Copy each line of the data that has "below" in it.

(Collection entries)
※ ※ ※

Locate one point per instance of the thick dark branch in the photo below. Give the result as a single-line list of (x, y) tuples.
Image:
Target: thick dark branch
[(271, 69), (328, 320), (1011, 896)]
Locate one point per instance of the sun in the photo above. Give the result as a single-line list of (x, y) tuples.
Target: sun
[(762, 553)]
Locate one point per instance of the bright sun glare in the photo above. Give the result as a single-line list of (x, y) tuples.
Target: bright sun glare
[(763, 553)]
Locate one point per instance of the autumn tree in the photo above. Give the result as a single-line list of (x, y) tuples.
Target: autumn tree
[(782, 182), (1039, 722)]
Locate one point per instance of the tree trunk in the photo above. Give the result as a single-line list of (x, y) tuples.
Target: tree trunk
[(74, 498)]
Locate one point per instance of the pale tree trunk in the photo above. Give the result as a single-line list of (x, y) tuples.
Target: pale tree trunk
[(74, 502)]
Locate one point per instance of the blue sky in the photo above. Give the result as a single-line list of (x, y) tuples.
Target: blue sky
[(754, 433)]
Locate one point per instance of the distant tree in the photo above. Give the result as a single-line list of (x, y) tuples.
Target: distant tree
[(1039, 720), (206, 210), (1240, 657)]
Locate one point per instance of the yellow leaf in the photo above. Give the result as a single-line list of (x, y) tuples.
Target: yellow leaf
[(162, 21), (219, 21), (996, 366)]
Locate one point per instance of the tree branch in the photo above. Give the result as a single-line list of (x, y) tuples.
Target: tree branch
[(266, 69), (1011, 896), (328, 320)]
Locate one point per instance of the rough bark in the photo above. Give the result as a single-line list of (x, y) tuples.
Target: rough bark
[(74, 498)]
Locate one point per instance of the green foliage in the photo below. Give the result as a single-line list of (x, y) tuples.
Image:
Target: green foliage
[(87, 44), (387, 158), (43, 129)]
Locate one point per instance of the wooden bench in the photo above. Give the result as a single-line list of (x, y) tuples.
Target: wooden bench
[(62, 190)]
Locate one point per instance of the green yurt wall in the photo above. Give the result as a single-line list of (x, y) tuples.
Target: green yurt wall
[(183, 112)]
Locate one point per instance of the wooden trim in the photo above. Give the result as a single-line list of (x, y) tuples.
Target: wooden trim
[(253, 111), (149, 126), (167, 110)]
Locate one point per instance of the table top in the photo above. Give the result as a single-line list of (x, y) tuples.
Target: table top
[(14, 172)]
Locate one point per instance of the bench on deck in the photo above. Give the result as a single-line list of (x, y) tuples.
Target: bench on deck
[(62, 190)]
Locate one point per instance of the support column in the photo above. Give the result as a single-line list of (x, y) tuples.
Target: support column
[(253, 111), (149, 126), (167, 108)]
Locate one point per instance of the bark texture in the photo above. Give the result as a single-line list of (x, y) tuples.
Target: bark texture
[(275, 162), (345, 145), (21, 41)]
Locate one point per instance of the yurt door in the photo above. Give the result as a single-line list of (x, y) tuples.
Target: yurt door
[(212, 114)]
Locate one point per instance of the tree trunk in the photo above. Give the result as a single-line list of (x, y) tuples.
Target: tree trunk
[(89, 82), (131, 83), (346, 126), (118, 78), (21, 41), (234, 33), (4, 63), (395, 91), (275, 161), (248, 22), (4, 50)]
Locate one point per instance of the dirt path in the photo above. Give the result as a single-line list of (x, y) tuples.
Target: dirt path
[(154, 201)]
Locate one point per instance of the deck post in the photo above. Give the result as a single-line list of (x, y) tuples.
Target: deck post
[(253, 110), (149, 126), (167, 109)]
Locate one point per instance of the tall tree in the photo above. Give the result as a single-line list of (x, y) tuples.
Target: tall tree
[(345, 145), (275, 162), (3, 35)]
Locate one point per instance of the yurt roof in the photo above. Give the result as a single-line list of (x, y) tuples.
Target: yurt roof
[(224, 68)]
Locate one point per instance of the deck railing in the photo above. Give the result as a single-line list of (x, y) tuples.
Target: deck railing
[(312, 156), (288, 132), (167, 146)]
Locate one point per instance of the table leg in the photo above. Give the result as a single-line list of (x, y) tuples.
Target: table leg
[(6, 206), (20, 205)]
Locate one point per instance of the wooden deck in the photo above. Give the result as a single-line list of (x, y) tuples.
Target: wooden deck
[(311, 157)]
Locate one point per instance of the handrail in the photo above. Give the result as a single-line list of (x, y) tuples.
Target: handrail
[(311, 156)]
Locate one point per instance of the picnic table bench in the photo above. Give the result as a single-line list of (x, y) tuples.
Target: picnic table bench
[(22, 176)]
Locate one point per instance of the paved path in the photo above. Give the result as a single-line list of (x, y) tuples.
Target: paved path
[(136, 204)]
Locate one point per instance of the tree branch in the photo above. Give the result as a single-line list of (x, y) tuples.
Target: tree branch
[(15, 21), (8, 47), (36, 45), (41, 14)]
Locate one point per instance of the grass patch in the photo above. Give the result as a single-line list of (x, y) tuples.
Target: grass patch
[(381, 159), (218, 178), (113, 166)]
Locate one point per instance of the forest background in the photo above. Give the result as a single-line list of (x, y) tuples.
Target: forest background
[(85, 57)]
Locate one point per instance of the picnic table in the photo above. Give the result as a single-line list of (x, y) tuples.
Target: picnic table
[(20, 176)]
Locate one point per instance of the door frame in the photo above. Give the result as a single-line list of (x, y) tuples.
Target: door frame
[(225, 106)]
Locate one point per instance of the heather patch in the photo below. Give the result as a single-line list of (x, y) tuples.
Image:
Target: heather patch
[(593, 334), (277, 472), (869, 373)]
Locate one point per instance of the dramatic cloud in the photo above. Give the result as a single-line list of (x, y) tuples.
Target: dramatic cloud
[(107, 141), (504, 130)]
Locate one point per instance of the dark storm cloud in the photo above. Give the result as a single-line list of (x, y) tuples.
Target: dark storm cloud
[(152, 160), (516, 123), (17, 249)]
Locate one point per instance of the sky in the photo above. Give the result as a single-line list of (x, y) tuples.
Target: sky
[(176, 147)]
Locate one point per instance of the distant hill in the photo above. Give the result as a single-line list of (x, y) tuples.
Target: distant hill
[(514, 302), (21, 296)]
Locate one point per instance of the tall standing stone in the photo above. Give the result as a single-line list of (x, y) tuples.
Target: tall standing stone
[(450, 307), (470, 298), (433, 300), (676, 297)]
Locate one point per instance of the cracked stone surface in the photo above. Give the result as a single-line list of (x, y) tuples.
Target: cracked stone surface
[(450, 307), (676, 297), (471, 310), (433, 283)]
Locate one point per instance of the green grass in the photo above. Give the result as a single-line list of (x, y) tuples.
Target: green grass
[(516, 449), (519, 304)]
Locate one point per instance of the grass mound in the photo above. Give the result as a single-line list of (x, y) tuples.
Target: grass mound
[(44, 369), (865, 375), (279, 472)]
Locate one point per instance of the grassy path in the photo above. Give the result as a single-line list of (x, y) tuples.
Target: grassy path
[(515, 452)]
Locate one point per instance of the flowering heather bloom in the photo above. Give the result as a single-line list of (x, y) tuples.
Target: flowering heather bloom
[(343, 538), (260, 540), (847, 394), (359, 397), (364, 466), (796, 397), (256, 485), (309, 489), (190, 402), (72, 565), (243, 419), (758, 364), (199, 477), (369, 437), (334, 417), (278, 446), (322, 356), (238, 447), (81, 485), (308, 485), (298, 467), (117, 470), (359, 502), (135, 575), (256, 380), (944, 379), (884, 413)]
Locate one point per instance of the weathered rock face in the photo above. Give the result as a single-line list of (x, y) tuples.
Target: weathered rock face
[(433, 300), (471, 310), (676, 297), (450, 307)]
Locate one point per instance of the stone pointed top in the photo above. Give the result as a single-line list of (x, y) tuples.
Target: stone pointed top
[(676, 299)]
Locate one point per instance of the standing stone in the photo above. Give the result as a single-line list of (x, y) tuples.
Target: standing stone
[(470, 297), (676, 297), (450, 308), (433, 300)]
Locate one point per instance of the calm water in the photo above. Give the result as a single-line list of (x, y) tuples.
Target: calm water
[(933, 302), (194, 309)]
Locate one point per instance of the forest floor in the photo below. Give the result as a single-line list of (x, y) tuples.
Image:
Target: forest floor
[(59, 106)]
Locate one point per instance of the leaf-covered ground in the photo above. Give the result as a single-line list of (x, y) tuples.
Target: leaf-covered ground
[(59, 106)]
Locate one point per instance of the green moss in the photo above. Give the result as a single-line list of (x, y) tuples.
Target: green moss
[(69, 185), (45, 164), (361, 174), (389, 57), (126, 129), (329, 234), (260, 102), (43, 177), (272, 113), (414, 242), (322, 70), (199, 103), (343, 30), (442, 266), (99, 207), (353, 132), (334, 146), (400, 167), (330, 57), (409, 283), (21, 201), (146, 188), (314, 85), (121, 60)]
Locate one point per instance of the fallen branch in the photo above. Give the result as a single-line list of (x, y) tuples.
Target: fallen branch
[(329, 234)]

※ ※ ※

== Task response ==
Locate one point per instance of the thick dark branch in the photo below. Give the result as a single-line list of (x, y) tuples.
Locate one point per instance of the green foliage in the photo below. Give the result as a single-line list of (x, y) tuples.
Locate one point per instance of the heather patch in the photo below. Give the result as a single-line list of (x, y) tuples.
Locate one point per instance of the forest floor in the photo below. Give the result as a single-line list of (x, y) tuples.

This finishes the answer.